## start Recorded information
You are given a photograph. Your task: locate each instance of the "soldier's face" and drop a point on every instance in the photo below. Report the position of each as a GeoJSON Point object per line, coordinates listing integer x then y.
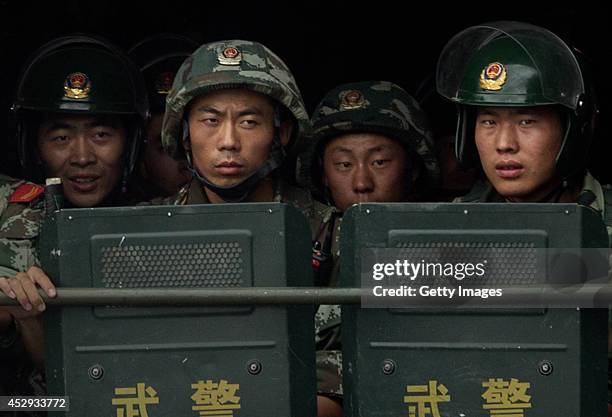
{"type": "Point", "coordinates": [160, 168]}
{"type": "Point", "coordinates": [517, 148]}
{"type": "Point", "coordinates": [231, 134]}
{"type": "Point", "coordinates": [364, 167]}
{"type": "Point", "coordinates": [86, 152]}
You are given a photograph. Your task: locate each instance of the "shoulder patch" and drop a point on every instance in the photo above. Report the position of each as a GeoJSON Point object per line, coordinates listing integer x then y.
{"type": "Point", "coordinates": [25, 193]}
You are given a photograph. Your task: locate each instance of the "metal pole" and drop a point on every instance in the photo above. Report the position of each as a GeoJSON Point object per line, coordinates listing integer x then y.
{"type": "Point", "coordinates": [197, 296]}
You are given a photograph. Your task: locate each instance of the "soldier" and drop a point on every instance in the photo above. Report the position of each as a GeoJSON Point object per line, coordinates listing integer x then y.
{"type": "Point", "coordinates": [158, 58]}
{"type": "Point", "coordinates": [20, 215]}
{"type": "Point", "coordinates": [526, 113]}
{"type": "Point", "coordinates": [526, 110]}
{"type": "Point", "coordinates": [81, 108]}
{"type": "Point", "coordinates": [370, 143]}
{"type": "Point", "coordinates": [234, 112]}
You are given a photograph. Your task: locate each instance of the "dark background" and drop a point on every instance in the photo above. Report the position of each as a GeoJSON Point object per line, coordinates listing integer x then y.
{"type": "Point", "coordinates": [324, 43]}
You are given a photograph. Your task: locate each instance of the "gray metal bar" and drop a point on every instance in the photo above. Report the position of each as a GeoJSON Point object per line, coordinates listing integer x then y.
{"type": "Point", "coordinates": [197, 296]}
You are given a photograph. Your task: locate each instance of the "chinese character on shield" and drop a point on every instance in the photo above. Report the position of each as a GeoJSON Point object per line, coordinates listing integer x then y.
{"type": "Point", "coordinates": [507, 399]}
{"type": "Point", "coordinates": [135, 400]}
{"type": "Point", "coordinates": [215, 399]}
{"type": "Point", "coordinates": [426, 399]}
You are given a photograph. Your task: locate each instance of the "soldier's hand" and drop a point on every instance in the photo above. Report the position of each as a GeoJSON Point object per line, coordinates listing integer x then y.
{"type": "Point", "coordinates": [24, 288]}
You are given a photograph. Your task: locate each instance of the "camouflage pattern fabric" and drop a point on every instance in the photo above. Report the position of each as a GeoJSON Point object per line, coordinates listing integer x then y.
{"type": "Point", "coordinates": [193, 193]}
{"type": "Point", "coordinates": [19, 226]}
{"type": "Point", "coordinates": [376, 107]}
{"type": "Point", "coordinates": [224, 65]}
{"type": "Point", "coordinates": [328, 338]}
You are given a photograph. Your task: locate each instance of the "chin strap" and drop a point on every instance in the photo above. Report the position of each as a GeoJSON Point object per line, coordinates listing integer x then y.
{"type": "Point", "coordinates": [240, 192]}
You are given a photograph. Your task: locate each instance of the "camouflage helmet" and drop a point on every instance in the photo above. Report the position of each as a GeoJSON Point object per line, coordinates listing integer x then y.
{"type": "Point", "coordinates": [81, 74]}
{"type": "Point", "coordinates": [224, 65]}
{"type": "Point", "coordinates": [372, 106]}
{"type": "Point", "coordinates": [517, 64]}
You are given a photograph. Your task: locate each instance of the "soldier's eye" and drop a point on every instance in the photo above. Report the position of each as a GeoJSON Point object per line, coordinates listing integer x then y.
{"type": "Point", "coordinates": [343, 165]}
{"type": "Point", "coordinates": [102, 134]}
{"type": "Point", "coordinates": [212, 121]}
{"type": "Point", "coordinates": [380, 162]}
{"type": "Point", "coordinates": [249, 123]}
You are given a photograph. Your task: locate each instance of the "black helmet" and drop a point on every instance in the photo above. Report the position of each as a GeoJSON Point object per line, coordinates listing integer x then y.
{"type": "Point", "coordinates": [81, 74]}
{"type": "Point", "coordinates": [159, 58]}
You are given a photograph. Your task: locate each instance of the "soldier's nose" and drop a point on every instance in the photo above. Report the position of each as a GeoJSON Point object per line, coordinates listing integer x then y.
{"type": "Point", "coordinates": [82, 152]}
{"type": "Point", "coordinates": [362, 181]}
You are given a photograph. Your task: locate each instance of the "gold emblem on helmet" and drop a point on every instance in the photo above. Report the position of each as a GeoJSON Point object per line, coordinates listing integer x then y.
{"type": "Point", "coordinates": [230, 56]}
{"type": "Point", "coordinates": [163, 82]}
{"type": "Point", "coordinates": [351, 100]}
{"type": "Point", "coordinates": [493, 77]}
{"type": "Point", "coordinates": [77, 86]}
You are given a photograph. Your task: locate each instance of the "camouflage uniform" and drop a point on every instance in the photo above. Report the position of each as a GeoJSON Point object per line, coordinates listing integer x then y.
{"type": "Point", "coordinates": [20, 216]}
{"type": "Point", "coordinates": [19, 225]}
{"type": "Point", "coordinates": [377, 107]}
{"type": "Point", "coordinates": [513, 64]}
{"type": "Point", "coordinates": [235, 64]}
{"type": "Point", "coordinates": [192, 193]}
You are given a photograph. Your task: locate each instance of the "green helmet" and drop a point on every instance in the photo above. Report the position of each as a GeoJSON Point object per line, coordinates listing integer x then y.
{"type": "Point", "coordinates": [517, 64]}
{"type": "Point", "coordinates": [371, 106]}
{"type": "Point", "coordinates": [227, 65]}
{"type": "Point", "coordinates": [81, 74]}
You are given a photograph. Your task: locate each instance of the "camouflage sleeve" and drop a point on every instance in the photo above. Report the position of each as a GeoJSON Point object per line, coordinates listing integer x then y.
{"type": "Point", "coordinates": [329, 350]}
{"type": "Point", "coordinates": [19, 228]}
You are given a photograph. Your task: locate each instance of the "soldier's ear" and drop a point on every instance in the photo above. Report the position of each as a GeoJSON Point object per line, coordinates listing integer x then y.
{"type": "Point", "coordinates": [286, 130]}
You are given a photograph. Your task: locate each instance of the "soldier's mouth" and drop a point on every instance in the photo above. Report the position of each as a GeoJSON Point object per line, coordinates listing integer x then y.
{"type": "Point", "coordinates": [509, 169]}
{"type": "Point", "coordinates": [83, 184]}
{"type": "Point", "coordinates": [229, 168]}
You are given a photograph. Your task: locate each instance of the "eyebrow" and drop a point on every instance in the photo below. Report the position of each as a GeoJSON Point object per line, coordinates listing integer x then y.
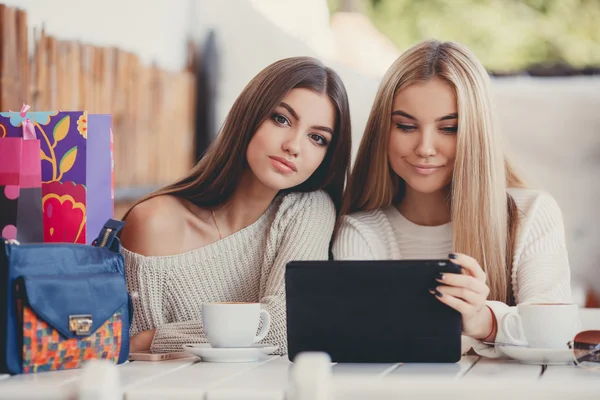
{"type": "Point", "coordinates": [407, 115]}
{"type": "Point", "coordinates": [295, 115]}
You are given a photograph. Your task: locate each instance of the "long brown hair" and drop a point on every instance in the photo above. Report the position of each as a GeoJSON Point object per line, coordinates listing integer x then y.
{"type": "Point", "coordinates": [212, 182]}
{"type": "Point", "coordinates": [484, 216]}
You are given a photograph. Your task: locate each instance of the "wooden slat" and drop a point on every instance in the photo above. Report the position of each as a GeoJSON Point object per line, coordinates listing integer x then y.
{"type": "Point", "coordinates": [23, 56]}
{"type": "Point", "coordinates": [153, 110]}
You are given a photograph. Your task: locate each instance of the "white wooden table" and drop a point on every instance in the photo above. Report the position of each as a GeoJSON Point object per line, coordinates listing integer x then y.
{"type": "Point", "coordinates": [472, 378]}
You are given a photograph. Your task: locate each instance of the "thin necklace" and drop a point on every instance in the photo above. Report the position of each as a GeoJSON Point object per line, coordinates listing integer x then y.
{"type": "Point", "coordinates": [217, 225]}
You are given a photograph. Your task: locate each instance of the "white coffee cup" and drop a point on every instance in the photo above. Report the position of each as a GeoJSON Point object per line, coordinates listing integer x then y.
{"type": "Point", "coordinates": [234, 324]}
{"type": "Point", "coordinates": [542, 325]}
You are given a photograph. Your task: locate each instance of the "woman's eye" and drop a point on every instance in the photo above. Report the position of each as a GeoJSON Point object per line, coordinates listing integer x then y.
{"type": "Point", "coordinates": [406, 128]}
{"type": "Point", "coordinates": [280, 119]}
{"type": "Point", "coordinates": [450, 129]}
{"type": "Point", "coordinates": [320, 140]}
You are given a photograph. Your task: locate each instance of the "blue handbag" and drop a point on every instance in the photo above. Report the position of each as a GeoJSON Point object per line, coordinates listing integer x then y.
{"type": "Point", "coordinates": [63, 304]}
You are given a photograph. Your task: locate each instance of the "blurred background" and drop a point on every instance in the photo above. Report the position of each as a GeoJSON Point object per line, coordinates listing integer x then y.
{"type": "Point", "coordinates": [168, 72]}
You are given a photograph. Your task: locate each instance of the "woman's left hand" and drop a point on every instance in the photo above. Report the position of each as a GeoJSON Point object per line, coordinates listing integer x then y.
{"type": "Point", "coordinates": [467, 293]}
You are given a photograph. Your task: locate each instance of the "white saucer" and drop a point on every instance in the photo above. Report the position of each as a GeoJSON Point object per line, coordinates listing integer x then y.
{"type": "Point", "coordinates": [539, 356]}
{"type": "Point", "coordinates": [230, 354]}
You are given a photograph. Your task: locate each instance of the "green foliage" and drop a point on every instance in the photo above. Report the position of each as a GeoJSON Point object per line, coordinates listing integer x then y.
{"type": "Point", "coordinates": [505, 34]}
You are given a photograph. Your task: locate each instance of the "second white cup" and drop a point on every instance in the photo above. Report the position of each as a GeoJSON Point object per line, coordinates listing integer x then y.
{"type": "Point", "coordinates": [234, 324]}
{"type": "Point", "coordinates": [542, 325]}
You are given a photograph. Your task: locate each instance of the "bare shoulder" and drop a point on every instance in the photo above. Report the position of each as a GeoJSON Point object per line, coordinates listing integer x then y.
{"type": "Point", "coordinates": [155, 227]}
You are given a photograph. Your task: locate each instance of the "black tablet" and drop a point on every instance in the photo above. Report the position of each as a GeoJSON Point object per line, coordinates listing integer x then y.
{"type": "Point", "coordinates": [371, 311]}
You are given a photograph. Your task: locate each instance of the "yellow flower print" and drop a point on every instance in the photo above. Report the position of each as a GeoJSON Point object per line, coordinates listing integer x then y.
{"type": "Point", "coordinates": [82, 125]}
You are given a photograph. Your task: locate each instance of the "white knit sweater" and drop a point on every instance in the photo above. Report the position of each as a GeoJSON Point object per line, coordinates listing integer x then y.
{"type": "Point", "coordinates": [540, 268]}
{"type": "Point", "coordinates": [247, 266]}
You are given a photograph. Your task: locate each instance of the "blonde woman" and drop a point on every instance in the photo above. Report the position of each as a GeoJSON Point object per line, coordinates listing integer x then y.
{"type": "Point", "coordinates": [431, 180]}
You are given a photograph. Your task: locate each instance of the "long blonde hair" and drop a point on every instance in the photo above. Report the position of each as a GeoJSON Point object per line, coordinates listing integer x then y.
{"type": "Point", "coordinates": [484, 216]}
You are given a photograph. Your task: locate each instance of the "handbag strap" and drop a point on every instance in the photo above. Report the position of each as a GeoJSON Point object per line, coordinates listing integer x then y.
{"type": "Point", "coordinates": [108, 236]}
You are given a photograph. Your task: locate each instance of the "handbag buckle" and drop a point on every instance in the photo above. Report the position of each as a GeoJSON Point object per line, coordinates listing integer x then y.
{"type": "Point", "coordinates": [80, 324]}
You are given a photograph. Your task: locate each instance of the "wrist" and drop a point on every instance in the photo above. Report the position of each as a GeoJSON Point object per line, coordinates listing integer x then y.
{"type": "Point", "coordinates": [488, 325]}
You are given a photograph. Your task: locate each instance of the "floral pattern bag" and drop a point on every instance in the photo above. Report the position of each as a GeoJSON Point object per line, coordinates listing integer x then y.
{"type": "Point", "coordinates": [77, 170]}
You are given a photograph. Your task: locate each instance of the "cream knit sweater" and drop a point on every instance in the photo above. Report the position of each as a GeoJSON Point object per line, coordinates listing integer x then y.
{"type": "Point", "coordinates": [540, 268]}
{"type": "Point", "coordinates": [247, 266]}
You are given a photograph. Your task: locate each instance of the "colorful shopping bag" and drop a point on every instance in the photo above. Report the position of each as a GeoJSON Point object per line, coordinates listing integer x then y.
{"type": "Point", "coordinates": [77, 171]}
{"type": "Point", "coordinates": [20, 188]}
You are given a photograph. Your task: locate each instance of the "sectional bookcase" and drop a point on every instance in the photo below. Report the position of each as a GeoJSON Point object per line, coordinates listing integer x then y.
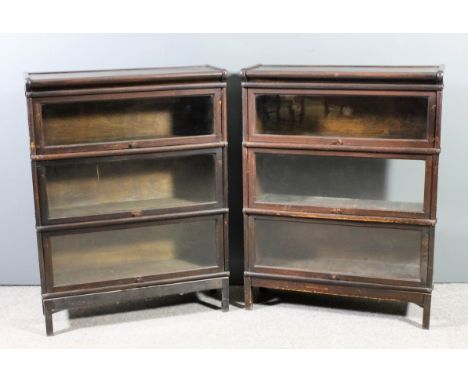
{"type": "Point", "coordinates": [340, 180]}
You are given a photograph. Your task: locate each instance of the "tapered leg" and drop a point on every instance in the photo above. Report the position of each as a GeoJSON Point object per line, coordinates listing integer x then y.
{"type": "Point", "coordinates": [225, 295]}
{"type": "Point", "coordinates": [427, 311]}
{"type": "Point", "coordinates": [248, 293]}
{"type": "Point", "coordinates": [49, 322]}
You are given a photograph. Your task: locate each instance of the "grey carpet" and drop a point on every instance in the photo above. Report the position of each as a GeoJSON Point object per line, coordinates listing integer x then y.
{"type": "Point", "coordinates": [278, 320]}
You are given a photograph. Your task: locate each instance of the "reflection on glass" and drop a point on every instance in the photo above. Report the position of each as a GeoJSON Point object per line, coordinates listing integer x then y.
{"type": "Point", "coordinates": [121, 120]}
{"type": "Point", "coordinates": [342, 116]}
{"type": "Point", "coordinates": [340, 182]}
{"type": "Point", "coordinates": [355, 250]}
{"type": "Point", "coordinates": [81, 189]}
{"type": "Point", "coordinates": [80, 258]}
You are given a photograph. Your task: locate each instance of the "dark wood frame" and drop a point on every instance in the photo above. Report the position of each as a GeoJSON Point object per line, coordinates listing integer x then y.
{"type": "Point", "coordinates": [42, 148]}
{"type": "Point", "coordinates": [343, 141]}
{"type": "Point", "coordinates": [310, 80]}
{"type": "Point", "coordinates": [251, 156]}
{"type": "Point", "coordinates": [134, 83]}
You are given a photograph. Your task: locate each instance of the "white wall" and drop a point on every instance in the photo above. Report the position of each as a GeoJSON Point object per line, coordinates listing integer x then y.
{"type": "Point", "coordinates": [21, 53]}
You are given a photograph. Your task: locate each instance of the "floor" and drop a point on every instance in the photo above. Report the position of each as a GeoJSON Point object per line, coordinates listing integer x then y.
{"type": "Point", "coordinates": [278, 320]}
## end Recorded information
▸ **Your instructions**
Pull out every line in the entries above that contains the word "second", matching its capitalization exactly.

▸ **Task result**
You are given a photograph. Your task: locate each instance of the "second white cup" and drop a point on every instance in the photo above. Report the position of each as a GeoJSON Point object per line, coordinates listing integer x then y.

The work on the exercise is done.